Excerpt provided section start
Russia’s Federal Security Service (FSB) has made public a video of Ukrainian national Natalya Vovk, identified as the prime suspect in Saturday’s car bombing that killed journalist Darya Dugina in Moscow. The footage published Monday shows Vovk and her teenage daughter entering Russia, inside the building where Dugina lived, and leaving the country in haste.
Vovk, 43, was named by the FSB on Monday as the prime suspect in the assassination of Dugina. The Ukrainian national arrived in Russia on July 23, using Donetsk People’s Republic license plates to avoid scrutiny. While in Moscow, she swapped the plates on her Mini Cooper to those of Kazakhstan, a friendly former Soviet republic. On Sunday, after the bombing, Vovk drove to Estonia with Ukrainian plates, the FSB said.
Photos of the different license plates were included as part of the video presentation.
Excerpt provided section end
Your instructions:
Can you repeat the passage of the FSB video report word for word, starting at "Russia’s Federal Security" and ending at "country in haste."?
Data under study section start
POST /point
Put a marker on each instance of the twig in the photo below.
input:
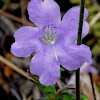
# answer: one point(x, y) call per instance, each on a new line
point(15, 68)
point(16, 18)
point(90, 74)
point(94, 20)
point(82, 4)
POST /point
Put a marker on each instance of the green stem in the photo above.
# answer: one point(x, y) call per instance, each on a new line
point(78, 43)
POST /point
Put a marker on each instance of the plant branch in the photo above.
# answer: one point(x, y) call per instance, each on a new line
point(78, 43)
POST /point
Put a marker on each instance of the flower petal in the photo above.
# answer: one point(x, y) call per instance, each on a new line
point(44, 13)
point(25, 49)
point(26, 41)
point(26, 33)
point(70, 23)
point(45, 65)
point(73, 56)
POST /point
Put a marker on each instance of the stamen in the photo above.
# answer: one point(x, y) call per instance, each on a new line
point(49, 36)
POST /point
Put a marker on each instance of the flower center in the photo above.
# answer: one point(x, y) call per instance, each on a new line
point(49, 36)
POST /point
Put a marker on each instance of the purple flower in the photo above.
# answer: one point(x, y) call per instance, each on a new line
point(53, 40)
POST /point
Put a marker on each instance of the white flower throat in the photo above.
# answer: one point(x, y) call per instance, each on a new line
point(49, 36)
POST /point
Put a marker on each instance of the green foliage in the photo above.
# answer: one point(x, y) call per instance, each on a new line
point(96, 48)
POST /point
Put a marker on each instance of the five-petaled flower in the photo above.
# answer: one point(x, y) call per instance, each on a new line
point(53, 40)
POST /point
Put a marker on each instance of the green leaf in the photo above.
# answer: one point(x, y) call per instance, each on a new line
point(84, 97)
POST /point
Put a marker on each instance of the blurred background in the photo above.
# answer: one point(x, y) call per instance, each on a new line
point(14, 84)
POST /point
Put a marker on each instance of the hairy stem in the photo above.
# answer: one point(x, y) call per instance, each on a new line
point(82, 2)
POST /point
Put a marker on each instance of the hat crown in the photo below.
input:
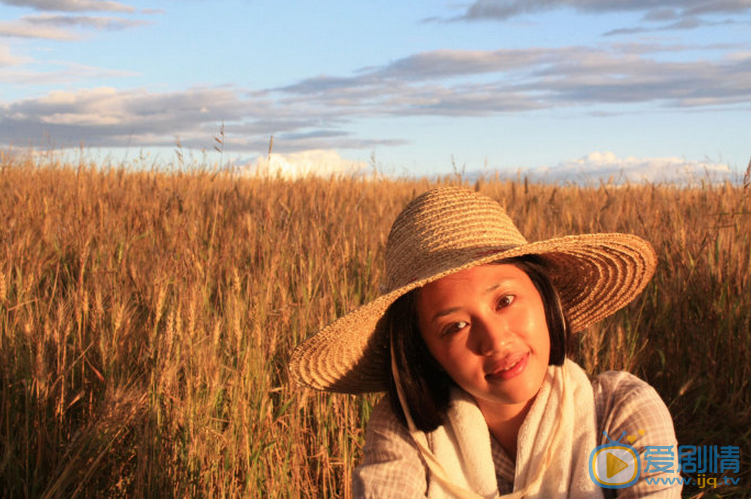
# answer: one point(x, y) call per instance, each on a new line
point(444, 229)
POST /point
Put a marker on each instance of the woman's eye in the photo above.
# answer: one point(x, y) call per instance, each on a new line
point(506, 300)
point(454, 328)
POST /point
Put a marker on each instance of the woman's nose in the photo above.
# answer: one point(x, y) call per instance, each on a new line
point(488, 335)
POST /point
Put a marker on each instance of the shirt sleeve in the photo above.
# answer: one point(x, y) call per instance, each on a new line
point(630, 405)
point(392, 466)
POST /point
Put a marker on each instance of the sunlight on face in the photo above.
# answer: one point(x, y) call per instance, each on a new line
point(486, 327)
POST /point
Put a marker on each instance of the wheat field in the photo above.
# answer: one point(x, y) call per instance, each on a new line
point(146, 321)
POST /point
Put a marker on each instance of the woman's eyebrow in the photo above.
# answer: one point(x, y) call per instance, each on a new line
point(443, 313)
point(487, 290)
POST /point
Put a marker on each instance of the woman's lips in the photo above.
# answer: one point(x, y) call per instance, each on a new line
point(508, 368)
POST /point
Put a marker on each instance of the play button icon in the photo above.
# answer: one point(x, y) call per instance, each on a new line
point(614, 465)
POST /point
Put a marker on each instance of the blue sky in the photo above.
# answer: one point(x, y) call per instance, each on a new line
point(418, 87)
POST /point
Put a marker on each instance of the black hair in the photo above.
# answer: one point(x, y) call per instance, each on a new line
point(425, 385)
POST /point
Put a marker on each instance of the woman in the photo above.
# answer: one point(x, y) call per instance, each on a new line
point(469, 340)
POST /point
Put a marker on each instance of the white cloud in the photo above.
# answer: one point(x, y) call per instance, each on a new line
point(71, 5)
point(607, 167)
point(25, 29)
point(317, 162)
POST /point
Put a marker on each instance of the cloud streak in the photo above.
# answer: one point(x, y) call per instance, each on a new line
point(315, 113)
point(501, 10)
point(71, 5)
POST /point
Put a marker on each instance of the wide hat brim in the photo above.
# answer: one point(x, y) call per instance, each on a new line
point(594, 274)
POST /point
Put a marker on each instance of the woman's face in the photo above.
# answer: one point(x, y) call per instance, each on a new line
point(486, 327)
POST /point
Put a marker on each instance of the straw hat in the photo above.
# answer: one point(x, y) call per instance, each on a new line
point(450, 229)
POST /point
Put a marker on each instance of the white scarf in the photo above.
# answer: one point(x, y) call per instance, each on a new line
point(554, 444)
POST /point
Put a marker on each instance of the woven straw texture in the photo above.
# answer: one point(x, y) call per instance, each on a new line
point(450, 229)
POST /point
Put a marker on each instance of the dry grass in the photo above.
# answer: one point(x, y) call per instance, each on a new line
point(146, 320)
Data under study section end
Your response:
Russia’s Federal Security Service (FSB) has made public a video of Ukrainian national Natalya Vovk, identified as the prime suspect in Saturday’s car bombing that killed journalist Darya Dugina in Moscow. The footage published Monday shows Vovk and her teenage daughter entering Russia, inside the building where Dugina lived, and leaving the country in haste.